| Source passage |
# Phase 3 — Baseline Modeling

Before building complex models, we establish simple baselines.

A baseline answers a critical question:

> Is our advanced model truly learning patterns, or is it just slightly better than a naive guess?

Without baselines, improvement claims are meaningless.

---

## Why Baselines Matter

Baselines provide:

- A performance reference point
- A sanity check against overfitting
- A minimum benchmark future models must beat
- Context for interpreting RMSE values

In time series forecasting, even simple heuristics can be surprisingly strong.

In [1]:
import sys
from pathlib import Path

ROOT = Path.cwd().parent
SRC = ROOT / "src"
if str(SRC) not in sys.path:
    sys.path.append(str(SRC))



**Note on feature selection:**  
The `End_Hour` feature is intentionally excluded at this stage because it is highly correlated with `Start_Hour` (typically representing the next hour). Including both would add redundancy without providing meaningful additional signal for baseline models. A minimal and interpretable feature set is preferred in this phase. The inclusion of `End_Hour` is revisited in later phases when using more flexible models and feature importance analysis.



In [2]:
from sklearn.dummy import DummyRegressor
from sklearn.linear_model import Ridge

from energy_forecast.io import load_data
from energy_forecast.split import time_split
from energy_forecast.evaluate import root_mean_squared_error


In [3]:
df = load_data("../data/Energy Production Dataset.csv", date_col="Date")

| Exercise requirements |
1 > According to the baseline modeling page, why is the `End_Hour` feature left out at this stage?
2 > Write out the part of the baseline modeling page that begins at the words "if str(SRC) not" and stops after "feature importance analysis.", switching "End_Hour" to "Next_Hour" everywhere it occurs.

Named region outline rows

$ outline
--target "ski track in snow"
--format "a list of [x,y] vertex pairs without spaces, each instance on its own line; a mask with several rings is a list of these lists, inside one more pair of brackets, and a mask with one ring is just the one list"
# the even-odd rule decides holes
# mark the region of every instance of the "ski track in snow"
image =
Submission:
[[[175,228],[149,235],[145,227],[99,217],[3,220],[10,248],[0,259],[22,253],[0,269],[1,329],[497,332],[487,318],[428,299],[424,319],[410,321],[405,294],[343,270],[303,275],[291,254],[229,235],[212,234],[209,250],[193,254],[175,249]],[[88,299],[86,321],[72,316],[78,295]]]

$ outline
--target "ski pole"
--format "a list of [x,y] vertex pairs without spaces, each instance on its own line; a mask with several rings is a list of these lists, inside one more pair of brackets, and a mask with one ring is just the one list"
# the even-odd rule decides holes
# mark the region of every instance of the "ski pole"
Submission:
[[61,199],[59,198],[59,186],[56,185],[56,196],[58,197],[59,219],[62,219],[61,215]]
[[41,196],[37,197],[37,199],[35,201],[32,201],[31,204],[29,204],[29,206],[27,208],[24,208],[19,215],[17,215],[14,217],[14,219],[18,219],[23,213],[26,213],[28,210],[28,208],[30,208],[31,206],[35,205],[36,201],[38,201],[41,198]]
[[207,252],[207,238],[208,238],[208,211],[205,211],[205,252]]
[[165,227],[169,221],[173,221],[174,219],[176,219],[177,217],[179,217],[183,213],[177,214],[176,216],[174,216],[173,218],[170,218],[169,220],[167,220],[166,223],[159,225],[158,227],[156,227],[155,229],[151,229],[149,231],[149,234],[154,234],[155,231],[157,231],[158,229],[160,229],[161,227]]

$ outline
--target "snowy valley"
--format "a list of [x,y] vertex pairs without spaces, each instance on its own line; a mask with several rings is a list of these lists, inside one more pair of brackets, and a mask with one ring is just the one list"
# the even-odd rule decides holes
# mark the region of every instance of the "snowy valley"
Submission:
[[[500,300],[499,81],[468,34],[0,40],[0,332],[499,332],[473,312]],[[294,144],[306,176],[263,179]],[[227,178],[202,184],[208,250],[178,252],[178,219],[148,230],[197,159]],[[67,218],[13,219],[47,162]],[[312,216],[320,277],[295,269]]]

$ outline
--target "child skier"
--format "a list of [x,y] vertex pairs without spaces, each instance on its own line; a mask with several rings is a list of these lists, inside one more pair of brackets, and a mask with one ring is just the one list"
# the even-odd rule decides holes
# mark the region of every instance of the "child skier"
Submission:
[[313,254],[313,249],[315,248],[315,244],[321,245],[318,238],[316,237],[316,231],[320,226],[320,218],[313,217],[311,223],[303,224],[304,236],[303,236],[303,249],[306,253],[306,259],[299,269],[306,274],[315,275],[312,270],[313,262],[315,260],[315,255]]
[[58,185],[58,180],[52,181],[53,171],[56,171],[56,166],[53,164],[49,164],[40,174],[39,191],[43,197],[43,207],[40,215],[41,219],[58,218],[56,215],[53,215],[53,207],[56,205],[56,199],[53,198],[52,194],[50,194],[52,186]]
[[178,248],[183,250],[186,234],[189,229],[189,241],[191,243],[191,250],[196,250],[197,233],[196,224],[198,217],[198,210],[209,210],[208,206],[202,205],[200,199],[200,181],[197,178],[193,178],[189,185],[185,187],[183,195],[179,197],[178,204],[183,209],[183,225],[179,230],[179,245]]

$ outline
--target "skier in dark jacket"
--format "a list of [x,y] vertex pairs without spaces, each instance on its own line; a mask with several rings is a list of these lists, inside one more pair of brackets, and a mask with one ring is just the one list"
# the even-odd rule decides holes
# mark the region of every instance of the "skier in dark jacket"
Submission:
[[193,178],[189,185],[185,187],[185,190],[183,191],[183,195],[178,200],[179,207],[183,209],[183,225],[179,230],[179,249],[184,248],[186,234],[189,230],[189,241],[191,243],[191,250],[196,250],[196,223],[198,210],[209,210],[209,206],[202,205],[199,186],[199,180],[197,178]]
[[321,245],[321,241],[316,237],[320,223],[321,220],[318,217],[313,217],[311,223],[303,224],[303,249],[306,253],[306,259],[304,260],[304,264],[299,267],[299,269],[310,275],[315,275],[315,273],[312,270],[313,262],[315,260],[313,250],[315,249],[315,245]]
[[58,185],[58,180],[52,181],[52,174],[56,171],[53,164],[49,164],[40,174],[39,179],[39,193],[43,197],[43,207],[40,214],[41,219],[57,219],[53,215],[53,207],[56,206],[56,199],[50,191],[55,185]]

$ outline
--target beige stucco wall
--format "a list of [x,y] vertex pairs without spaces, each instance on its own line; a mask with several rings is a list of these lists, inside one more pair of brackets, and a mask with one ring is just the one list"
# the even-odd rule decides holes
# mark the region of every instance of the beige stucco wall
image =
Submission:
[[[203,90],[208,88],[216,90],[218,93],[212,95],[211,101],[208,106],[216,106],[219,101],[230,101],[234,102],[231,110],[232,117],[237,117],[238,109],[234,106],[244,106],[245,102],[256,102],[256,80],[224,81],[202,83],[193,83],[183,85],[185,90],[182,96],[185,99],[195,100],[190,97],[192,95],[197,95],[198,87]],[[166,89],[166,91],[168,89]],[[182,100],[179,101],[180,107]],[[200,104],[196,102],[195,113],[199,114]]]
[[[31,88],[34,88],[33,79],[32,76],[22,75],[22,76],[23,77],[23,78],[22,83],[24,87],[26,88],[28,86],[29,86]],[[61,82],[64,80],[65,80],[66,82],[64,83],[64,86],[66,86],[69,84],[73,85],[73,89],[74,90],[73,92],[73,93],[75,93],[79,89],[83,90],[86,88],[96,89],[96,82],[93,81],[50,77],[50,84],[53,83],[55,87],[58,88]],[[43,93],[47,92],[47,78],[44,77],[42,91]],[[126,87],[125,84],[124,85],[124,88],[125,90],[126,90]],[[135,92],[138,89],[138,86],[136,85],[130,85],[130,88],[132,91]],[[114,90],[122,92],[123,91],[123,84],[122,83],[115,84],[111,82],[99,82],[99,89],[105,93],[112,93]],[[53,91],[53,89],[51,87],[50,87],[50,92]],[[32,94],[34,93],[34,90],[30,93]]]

| Task-by-task results |
1 > It is highly correlated with `Start_Hour`, typically representing the next hour.

2 >
if str(SRC) not in sys.path:
    sys.path.append(str(SRC))



**Note on feature selection:**  
The `Next_Hour` feature is intentionally excluded at this stage because it is highly correlated with `Start_Hour` (typically representing the next hour). Including both would add redundancy without providing meaningful additional signal for baseline models. A minimal and interpretable feature set is preferred in this phase. The inclusion of `Next_Hour` is revisited in later phases when using more flexible models and feature importance analysis.